# Written task
Return every line of the items below that contains the string "flare".

start Material

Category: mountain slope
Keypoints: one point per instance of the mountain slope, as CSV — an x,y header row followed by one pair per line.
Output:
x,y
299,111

end Material
start Material

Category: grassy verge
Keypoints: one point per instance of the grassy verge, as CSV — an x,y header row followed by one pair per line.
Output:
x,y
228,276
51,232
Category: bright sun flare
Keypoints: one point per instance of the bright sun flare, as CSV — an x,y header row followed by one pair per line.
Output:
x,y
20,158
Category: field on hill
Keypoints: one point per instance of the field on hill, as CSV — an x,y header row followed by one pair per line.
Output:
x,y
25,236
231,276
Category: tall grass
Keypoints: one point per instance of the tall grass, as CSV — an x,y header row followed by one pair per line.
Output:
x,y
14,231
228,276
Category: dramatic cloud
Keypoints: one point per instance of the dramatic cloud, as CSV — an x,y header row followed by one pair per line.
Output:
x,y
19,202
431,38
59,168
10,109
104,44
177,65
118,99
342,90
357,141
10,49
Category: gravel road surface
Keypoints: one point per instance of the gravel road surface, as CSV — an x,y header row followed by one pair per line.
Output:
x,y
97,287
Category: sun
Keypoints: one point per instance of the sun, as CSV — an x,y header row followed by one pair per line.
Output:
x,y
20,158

end Material
start Material

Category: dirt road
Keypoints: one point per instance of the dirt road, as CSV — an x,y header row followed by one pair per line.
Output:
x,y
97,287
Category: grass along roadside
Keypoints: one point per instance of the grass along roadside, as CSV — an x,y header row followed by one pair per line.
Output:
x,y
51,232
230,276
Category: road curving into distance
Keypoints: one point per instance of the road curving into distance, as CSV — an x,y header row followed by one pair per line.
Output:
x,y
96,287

end Material

# Result below
Category: bright sun flare
Keypoints: one point per instance of the bright sun flare, as CSV — an x,y header row followed by one pair per line.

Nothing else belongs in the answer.